__ВОПРОСЫ И ЗАДАНИЯ__.
(a) Ответьте на вопросы по тексту о детстве Есенина:
(i) Сколько денег в месяц мать поэта должна была высылать на содержание сына?
(ii) Как звали бабушку Есенина?
(iii) В каком журнале было опубликовано стихотворение «Бабушкины сказки»?
(b) Определите, соответствуют ли утверждения тексту о детстве Есенина:
(i) Баржа Титова была застрахована.
(ii) У Ф. А. Титова было трое взрослых неженатых сыновей.
(iii) Сказки с плохими концами Есенин переделывал на свой лад.
(c) Пожалуйста, перепишите без изменений фрагмент текста о детстве Есенина, начиная со слов «Трое взрослых неженатых» и заканчивая словами «Мне девять лет.».

__ЦИТИРУЕМЫЙ ТЕКСТ__.
···

Федор Андреевич Титов — дед Сергея Александровича Есенина.
Картина эта в какой-то мере напоминает обстановку в каширинском доме, где прошло детство Горького. Да и печальный конец питерской истории, когда пожар и наводнение уничтожили незастрахованную баржу Титова и он оказался почти разоренным, заставляет вспомнить последние дни каширинского красильного дела.
Ко времени, когда дед Есенина взял маленького внука к себе, он уже расстался со своими баржами и его материальные дела сильно покачнулись. Отправляя дочь — мать поэта — в Рязань, Федор Андреевич приказал ей высылать на содержание внука три рубля в месяц[34].
Трое взрослых неженатых сыновей Ф. А. Титова каждый по-своему занимались «воспитанием» Есенина. Ребята они были, как говорил поэт позднее, озорные и веселые. Они сажали трех-четырехлетнего мальчугана на лошадь и пускали ее в галоп, или «учили» его плавать, бросая из лодки в воду чуть ли не на середине Оки. Позднее, лет восьми, одному из них Есенин часто доставал в луговых озерах подстреленных уток.
По-матерински заботилась о Есенине в доме Титовых бабушка — Наталья Евтеевна. «Бабушка любила меня из всей мочи, и нежности ее не было границ»[35], — признавался поэт. Отправляясь на богомолье, она брала внука с собой, зная, что без нее в доме его могут обидеть. В долгие зимние вечера она рассказывала ему сказки, пела песни, духовные стихи, унося его воображение в мир старинных преданий и легенд:
Под окнами Костер метели белой.
Мне девять лет.
Лежанка, бабка, кот…
И бабка что-то грустное,
Степное пела,
Порой зевая
И крестя свой рот. (3,42, 43)
Есенин не только слушал с интересом, но иногда и сам под впечатлением рассказанного начинал фантазировать и «сочинять». «Толчки давала бабка. Она рассказывала сказки. Некоторые сказки с плохими концами мне не нравились, и я их переделывал на свой лад»[36], — писал он позднее. В стихотворении «Бабушкины сказки», опубликованном в 1915 году в детском журнале «Доброе утро», Есенин вспоминает, как в долгие зимние вечера они, деревенские ребятишки, затаив дыхание, слушали увлекательные истории:
В зимний вечер по задворкам
Разухабистой гурьбой
По сугробам, по пригоркам
Мы идем, бредем домой.
Опостылеют салазки,
И садимся в два рядка
Слушать бабушкины сказки
Про Ивана-дурака.
И сидим мы, еле дышим… (1,163)

···

__ИСХОДНЫЕ ДАННЫЕ__.
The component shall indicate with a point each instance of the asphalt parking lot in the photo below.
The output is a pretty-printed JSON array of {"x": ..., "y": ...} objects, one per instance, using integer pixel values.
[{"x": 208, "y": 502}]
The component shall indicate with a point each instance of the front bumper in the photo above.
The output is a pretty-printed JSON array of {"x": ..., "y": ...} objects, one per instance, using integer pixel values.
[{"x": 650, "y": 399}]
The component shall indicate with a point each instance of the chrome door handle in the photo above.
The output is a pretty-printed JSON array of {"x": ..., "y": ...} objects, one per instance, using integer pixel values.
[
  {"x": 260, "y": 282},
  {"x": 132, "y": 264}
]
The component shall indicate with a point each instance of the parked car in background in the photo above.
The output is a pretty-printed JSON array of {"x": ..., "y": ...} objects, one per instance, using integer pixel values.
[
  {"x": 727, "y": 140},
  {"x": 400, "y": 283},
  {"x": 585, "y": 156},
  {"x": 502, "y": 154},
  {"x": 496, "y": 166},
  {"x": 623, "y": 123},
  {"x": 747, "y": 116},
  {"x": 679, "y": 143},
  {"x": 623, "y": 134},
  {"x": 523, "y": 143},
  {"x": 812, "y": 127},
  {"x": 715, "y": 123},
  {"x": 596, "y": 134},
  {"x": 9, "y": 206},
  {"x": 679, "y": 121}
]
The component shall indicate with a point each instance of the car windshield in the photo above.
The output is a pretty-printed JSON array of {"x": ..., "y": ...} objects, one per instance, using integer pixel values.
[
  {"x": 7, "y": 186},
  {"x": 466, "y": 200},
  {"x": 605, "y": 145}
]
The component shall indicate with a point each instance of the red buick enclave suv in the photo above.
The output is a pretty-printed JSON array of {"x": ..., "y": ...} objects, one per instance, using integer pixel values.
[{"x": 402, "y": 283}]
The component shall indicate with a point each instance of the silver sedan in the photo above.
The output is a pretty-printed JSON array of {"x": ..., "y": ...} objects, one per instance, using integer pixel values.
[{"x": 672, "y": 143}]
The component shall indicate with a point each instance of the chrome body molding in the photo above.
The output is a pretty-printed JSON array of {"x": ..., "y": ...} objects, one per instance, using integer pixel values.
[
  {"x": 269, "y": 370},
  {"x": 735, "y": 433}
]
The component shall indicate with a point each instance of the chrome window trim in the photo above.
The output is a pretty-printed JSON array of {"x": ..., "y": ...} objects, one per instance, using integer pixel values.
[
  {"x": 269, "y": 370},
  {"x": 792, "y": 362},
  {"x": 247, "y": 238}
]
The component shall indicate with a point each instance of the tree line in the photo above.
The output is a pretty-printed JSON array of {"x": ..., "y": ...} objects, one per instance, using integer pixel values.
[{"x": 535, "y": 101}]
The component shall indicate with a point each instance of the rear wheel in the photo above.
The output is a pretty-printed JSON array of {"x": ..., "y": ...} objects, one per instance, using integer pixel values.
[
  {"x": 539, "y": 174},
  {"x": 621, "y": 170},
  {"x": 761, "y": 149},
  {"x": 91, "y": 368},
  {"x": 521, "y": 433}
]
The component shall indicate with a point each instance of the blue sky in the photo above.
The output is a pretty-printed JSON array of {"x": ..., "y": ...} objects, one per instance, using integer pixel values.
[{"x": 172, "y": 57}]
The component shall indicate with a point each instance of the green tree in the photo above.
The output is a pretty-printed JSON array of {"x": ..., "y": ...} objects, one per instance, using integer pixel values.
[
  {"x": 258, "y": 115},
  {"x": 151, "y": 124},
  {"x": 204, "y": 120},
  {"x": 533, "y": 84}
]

···

__ОТВЕТЫ К УПРАЖНЕНИЮ__.
(a)
(i) Три рубля.
(ii) Наталья Евтеевна.
(iii) В детском журнале «Доброе утро».

(b)
(i) Нет: «пожар и наводнение уничтожили незастрахованную баржу Титова».
(ii) Да: «Трое взрослых неженатых сыновей Ф. А. Титова каждый по-своему занимались «воспитанием» Есенина».
(iii) Да: «Некоторые сказки с плохими концами мне не нравились, и я их переделывал на свой лад».

(c)
Трое взрослых неженатых сыновей Ф. А. Титова каждый по-своему занимались «воспитанием» Есенина. Ребята они были, как говорил поэт позднее, озорные и веселые. Они сажали трех-четырехлетнего мальчугана на лошадь и пускали ее в галоп, или «учили» его плавать, бросая из лодки в воду чуть ли не на середине Оки. Позднее, лет восьми, одному из них Есенин часто доставал в луговых озерах подстреленных уток.
По-матерински заботилась о Есенине в доме Титовых бабушка — Наталья Евтеевна. «Бабушка любила меня из всей мочи, и нежности ее не было границ»[35], — признавался поэт. Отправляясь на богомолье, она брала внука с собой, зная, что без нее в доме его могут обидеть. В долгие зимние вечера она рассказывала ему сказки, пела песни, духовные стихи, унося его воображение в мир старинных преданий и легенд:
Под окнами Костер метели белой.
Мне девять лет.